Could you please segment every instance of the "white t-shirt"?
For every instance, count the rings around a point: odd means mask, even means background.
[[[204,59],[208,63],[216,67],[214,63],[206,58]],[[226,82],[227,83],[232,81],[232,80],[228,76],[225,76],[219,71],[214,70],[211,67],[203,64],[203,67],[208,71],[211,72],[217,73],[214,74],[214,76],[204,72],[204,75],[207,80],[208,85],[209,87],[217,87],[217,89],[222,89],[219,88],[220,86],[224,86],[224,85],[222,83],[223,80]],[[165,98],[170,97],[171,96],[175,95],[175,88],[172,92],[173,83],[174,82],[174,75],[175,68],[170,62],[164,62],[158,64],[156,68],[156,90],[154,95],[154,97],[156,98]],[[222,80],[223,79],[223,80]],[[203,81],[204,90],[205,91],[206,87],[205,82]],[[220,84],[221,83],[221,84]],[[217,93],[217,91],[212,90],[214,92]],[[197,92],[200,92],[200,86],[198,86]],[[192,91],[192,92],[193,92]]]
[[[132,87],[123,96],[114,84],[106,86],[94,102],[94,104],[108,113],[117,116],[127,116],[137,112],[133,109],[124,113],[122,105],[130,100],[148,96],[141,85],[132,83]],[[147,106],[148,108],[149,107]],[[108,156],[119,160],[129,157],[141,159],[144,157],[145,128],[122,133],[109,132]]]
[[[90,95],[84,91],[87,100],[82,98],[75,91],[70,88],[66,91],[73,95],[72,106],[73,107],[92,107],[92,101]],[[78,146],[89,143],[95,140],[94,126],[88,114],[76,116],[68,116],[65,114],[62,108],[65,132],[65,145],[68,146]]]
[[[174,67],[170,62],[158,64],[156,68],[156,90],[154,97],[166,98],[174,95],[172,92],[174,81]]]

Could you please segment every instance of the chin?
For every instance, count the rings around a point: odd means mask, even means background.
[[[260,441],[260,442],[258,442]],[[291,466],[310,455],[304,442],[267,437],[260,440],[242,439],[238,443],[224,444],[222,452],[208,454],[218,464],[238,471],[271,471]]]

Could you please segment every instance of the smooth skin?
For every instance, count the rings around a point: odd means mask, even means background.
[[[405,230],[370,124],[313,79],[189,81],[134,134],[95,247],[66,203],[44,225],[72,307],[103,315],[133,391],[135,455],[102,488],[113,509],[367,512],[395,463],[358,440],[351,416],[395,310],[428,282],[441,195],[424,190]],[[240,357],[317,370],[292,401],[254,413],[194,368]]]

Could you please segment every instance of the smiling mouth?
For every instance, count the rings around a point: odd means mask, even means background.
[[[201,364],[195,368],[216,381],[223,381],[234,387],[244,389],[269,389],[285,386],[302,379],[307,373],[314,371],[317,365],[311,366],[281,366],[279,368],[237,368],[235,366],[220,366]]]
━━━━━━━━━━━━━━━━
▶ _DIRECTIONS_
Write the lines out verbatim, from the one with "Could you please segment every instance of the smooth" through the last line of the entries, and stop there.

▶ _ANSWER IN FULL_
Could you please segment every instance of the smooth skin?
For every instance, count the rings around a point: odd means mask, even means background.
[[[405,230],[370,124],[313,79],[189,81],[134,134],[95,247],[66,203],[44,225],[72,307],[103,315],[133,391],[135,455],[102,488],[113,509],[367,512],[395,463],[358,440],[351,416],[395,310],[428,282],[441,195],[424,190]],[[240,357],[317,370],[292,401],[254,413],[194,368]]]

Could you please segment every instance of the smiling mouth?
For every instance, count the rings around a point: odd means mask, even means background.
[[[201,364],[195,368],[216,381],[223,381],[234,387],[244,389],[269,389],[285,386],[302,379],[307,373],[314,371],[317,365],[311,366],[281,366],[279,368],[237,368],[235,366],[220,366]]]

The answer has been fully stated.